• PROVIDED TEXT
9.10.2016

Both of Susan's primary doctors recently stopped accepting her medical insurance.

First to go was her PCP, who Susan liked, was right in the neighborhood & always able to squeeze her in. Then, went her gynecologist. Susan loved this guy. Loved! She had been with him before her children existed, through all the changes in her life and all her previous medical insurance. She happily drove an hour to see him because he was wonderful, gentle and easy to talk to. They had great personal chats over the years. During one memorable examination he described her internal lady parts like chocolate cake, moist and velvety. Now he's gone.

Susan set to work finding two new doctors, chose two named Cynthia and made her appointments.

Her new PCP was Dr. Cynthia S, a little powerhouse who was the sole practitioner in the office. She had an underlying bossy tone which Susan responded to.
"When I tell patients to do something, and they don't do it within two weeks, I can get annoyed."

• Data excerpts
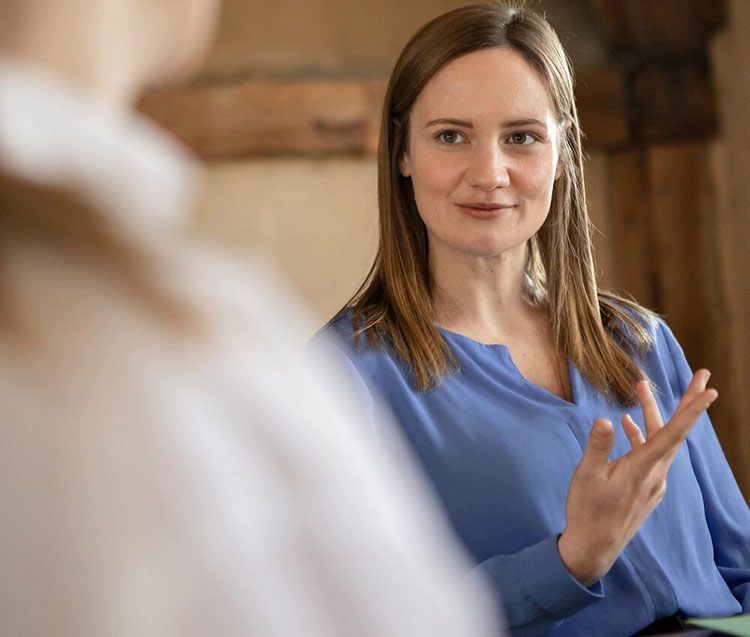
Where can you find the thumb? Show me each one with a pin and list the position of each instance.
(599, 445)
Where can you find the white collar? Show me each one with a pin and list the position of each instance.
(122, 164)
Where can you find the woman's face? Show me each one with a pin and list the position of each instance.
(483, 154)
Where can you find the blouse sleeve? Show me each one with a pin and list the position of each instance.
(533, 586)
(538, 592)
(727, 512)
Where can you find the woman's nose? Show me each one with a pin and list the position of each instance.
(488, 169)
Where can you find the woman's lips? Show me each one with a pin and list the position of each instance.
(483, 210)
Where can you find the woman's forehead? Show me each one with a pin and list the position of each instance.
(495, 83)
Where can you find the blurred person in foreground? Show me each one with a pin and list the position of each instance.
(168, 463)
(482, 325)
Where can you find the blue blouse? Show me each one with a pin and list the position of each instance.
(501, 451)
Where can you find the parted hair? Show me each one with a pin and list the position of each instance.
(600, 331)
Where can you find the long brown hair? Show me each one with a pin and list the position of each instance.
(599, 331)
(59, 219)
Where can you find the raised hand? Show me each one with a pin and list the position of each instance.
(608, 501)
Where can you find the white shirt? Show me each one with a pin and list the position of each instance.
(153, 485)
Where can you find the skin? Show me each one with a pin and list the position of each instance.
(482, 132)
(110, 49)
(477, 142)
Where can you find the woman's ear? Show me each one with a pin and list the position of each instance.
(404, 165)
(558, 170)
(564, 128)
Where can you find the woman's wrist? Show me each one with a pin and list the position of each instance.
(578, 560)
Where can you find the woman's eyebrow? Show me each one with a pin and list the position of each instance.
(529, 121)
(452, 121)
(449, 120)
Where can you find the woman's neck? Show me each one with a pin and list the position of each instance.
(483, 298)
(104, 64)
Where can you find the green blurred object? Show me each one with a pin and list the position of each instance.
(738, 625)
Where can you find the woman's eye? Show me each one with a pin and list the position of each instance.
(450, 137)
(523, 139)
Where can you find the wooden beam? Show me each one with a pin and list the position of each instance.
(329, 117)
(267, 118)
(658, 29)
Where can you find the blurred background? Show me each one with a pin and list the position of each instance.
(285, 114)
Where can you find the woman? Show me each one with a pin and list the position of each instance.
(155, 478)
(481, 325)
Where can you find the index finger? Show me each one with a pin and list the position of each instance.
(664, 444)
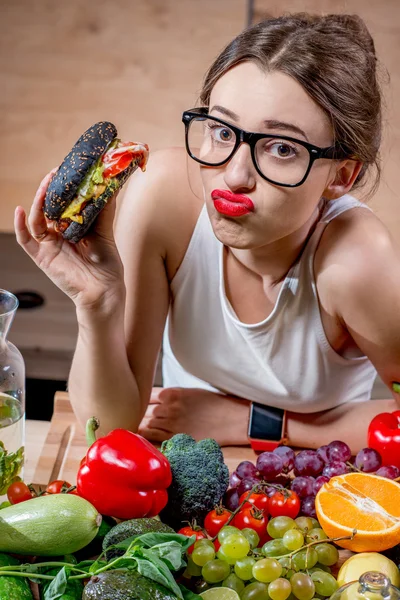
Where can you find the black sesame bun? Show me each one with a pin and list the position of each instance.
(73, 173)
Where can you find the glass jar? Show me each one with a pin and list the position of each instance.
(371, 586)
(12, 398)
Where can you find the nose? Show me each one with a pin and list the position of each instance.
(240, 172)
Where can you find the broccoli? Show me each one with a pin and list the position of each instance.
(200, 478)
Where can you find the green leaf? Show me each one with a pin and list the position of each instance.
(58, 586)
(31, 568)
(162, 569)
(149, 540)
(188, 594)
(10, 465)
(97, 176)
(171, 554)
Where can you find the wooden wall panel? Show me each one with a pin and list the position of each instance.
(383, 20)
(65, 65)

• TASKS FOR THIS EXERCISE
(A) Say whether each statement agrees with the passage about Susan's doctors, answering yes or no and quoting the exact words that decide it: (i) Susan traveled an hour to see her gynecologist. (ii) Susan's new PCP shared the office with other practitioners. (iii) Both of the new doctors Susan picked have the same first name.
(B) Write a continuation of the passage about Susan's doctors, beginning right after its final sentence.
The records have no connection to the text.

• ANSWERS BY ITEM
(A)
(i) Yes: "She happily drove an hour to see him"
(ii) No: "who was the sole practitioner in the office"
(iii) Yes: "chose two named Cynthia"

(B)
This was fine by Susan, she was fully prepared to obey little Dr. Cynthia S. and left with an order for fasting blood work.

Her new gynecologist was Dr. Cynthia B, part of a large medical practice who offered a wider array of services in addition to the one Susan needed. Dr. Cynthia B was more Susan's size and had a warm efficiency. She didn't take as much time as Susan's former gynecologist, but she didn't rush Susan out the door either. Susan left with an order for a mammogram & bone density scan.

Susan was able to have her bone density scan done right away & returned to the waiting room for maybe twenty minutes until the radiologist could see her. There was a mother & small child sitting in the seat next to her, and the mother was trying to keep the kid from disrupting the other waiting room occupants, but the mother was the real problem. You all know the type. Mothers who speak more for the audience than the object of her attention, who create a false environment of disturbance, who won't shut up. Those moms are a notch away from those who let their kids run rampant without intervention.

Susan has no use for either.
Anyway, once inside, the radiologist told her to lie down on the table, which Susan did.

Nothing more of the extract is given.